— PROBLEM DETAILS —
Find the word "instance" in the listing, and copy out each line where it turns up.

— GIVEN DATA —

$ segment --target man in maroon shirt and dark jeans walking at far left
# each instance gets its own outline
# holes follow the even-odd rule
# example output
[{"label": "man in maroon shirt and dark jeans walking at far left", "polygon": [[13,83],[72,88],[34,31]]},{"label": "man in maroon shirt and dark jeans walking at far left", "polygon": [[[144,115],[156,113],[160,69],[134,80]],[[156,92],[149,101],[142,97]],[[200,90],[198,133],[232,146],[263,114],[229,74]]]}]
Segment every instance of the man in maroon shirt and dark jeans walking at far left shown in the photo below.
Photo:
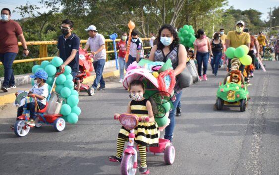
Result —
[{"label": "man in maroon shirt and dark jeans walking at far left", "polygon": [[10,88],[16,88],[12,63],[18,53],[17,37],[22,43],[23,54],[28,56],[29,51],[25,42],[20,25],[10,19],[11,13],[8,8],[1,10],[0,20],[0,60],[4,66],[4,81],[1,90],[8,92]]}]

— EXPECTED OUTPUT —
# each instance gets its own outline
Segment every instance of the man in maroon shirt and dark jeans walking at far left shown in the photo below.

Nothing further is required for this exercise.